Actions to take:
[1] Please print the part of the Inkspell review from "Of the many" to "oral, communal prayer.)", word for word.
[2] Answer these questions on the Inkspell review:
(a) Which Cornelia Funke book does the reviewer count among their very favorites?
(b) In which country is the first of the two worlds set?
(c) Which chapter of 2 Kings does the review tell readers to read?

Passage given:
◇ ◇ ◇ ◇ ◇ ◇ ◇

INKSPELL, the second in the INKHEART trilogy, is already fascinating in the first few chapters. Cornelia Funke's THE THIEF LORD is among my very favorites, so I went looking to see what else she has available.
INKSPELL is remarkably set simultaneously in two different worlds. Her debt to CS Lewis is obvious, but she doesn't live their as a burglar. Instead she moves into (what seem to me) completely new realms of imagination. Her first world is ours, more or less modern day Italy. The second world is a land that was created through the writing of a book, but the characters of that book are able to be brought into this world, and the folk of this world sometimes wind up there. It makes for a fascinating (if you enjoy Lewis and Tolkien) intertwining of realms.
Of the many themes that are interlaced throughout, books/words/stories certainly dominates. It is through the oral reading of stories that characters can be brought, and sent, from one realm to the other. Students of the Bible should take special note! Read 2 Kings 22, or the whole book of John which was (I believe) meant to be performed aloud. Throughout the Bible reading and praying aloud is treated as being in a class aside from private silent meditation. Preaching is more volatile than reading. As Hosea says, "Take words." (ch 14:2) In other words, don't go to God silently. (This is not to dis silent prayer, just to say that the Scripture treats it differently than oral, communal prayer.)

◇ ◇ ◇ ◇ ◇ ◇ ◇

Source data
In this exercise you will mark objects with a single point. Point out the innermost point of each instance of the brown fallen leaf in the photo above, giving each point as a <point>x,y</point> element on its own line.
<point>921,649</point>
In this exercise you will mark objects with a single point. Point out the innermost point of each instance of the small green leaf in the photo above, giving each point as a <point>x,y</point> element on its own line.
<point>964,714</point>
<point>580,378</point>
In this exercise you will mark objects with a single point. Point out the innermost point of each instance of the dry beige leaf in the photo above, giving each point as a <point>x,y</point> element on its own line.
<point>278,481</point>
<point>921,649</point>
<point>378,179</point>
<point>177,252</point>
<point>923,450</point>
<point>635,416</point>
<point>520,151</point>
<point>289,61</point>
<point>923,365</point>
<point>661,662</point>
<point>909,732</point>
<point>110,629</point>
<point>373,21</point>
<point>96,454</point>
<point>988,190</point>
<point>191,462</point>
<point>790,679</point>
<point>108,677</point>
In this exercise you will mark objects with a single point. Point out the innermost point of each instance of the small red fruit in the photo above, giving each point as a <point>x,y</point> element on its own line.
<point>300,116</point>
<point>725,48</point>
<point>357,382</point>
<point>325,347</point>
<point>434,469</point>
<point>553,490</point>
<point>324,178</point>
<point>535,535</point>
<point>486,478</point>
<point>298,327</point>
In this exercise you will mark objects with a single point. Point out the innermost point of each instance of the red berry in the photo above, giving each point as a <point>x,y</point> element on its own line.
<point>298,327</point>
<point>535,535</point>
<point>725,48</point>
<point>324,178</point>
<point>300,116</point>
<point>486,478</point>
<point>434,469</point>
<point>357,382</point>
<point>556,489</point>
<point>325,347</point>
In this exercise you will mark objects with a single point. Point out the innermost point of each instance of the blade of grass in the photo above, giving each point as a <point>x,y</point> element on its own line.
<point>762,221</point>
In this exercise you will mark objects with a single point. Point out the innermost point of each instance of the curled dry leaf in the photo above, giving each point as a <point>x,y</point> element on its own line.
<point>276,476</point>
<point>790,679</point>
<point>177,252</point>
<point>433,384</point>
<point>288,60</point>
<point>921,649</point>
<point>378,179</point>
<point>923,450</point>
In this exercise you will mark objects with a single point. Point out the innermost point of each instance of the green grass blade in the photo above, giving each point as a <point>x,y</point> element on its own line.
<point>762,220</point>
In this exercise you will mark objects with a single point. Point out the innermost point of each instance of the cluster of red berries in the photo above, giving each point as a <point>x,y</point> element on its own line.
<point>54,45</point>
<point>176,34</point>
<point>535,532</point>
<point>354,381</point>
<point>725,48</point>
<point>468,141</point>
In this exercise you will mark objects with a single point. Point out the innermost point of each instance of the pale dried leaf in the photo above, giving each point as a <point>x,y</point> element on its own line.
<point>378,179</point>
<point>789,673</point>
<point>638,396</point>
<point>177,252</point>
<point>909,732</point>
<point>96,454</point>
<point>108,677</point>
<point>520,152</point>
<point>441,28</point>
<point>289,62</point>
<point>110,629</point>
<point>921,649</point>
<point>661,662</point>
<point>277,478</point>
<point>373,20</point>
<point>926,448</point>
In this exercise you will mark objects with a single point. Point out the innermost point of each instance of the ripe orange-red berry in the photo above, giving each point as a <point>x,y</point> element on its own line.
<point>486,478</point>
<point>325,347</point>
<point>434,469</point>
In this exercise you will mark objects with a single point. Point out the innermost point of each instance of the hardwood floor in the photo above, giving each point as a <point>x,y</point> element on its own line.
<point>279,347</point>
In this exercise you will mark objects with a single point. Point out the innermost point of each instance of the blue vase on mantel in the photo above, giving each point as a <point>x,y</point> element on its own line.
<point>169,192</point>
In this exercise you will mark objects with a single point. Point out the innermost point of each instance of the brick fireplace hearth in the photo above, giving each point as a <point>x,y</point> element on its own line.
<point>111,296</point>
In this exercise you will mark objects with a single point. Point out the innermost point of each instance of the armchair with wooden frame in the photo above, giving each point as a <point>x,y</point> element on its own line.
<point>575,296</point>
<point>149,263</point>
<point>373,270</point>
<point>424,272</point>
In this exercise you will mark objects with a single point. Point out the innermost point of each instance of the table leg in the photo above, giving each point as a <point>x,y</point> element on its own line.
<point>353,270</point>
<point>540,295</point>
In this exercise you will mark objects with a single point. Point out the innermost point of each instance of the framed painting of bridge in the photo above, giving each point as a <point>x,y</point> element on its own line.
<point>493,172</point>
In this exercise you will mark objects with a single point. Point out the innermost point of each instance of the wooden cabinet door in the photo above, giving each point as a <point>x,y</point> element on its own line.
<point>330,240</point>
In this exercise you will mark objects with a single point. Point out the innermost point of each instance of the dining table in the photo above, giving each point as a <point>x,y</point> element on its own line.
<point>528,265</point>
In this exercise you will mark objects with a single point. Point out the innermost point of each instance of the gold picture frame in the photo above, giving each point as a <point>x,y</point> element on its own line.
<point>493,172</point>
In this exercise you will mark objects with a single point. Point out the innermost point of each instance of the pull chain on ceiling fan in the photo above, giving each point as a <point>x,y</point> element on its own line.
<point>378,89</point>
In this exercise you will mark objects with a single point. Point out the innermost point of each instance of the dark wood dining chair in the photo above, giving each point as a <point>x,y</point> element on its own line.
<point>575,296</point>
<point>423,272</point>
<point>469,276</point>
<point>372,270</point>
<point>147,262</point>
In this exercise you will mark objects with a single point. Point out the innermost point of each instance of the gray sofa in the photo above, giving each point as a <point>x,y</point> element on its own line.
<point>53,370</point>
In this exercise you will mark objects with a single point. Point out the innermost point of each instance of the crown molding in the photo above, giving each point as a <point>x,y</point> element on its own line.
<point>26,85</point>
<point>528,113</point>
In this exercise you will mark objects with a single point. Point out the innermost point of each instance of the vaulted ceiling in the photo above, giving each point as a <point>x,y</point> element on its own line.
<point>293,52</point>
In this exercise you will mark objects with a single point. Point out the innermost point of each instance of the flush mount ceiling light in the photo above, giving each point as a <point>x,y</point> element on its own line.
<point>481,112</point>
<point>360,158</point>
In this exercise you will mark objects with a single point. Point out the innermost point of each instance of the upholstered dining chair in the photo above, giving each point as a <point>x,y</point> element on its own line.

◇ ◇ ◇ ◇ ◇ ◇ ◇

Results in order:
[1]
Of the many themes that are interlaced throughout, books/words/stories certainly dominates. It is through the oral reading of stories that characters can be brought, and sent, from one realm to the other. Students of the Bible should take special note! Read 2 Kings 22, or the whole book of John which was (I believe) meant to be performed aloud. Throughout the Bible reading and praying aloud is treated as being in a class aside from private silent meditation. Preaching is more volatile than reading. As Hosea says, "Take words." (ch 14:2) In other words, don't go to God silently. (This is not to dis silent prayer, just to say that the Scripture treats it differently than oral, communal prayer.)

[2]
(a) THE THIEF LORD
(b) Italy, more or less in modern day
(c) Chapter 22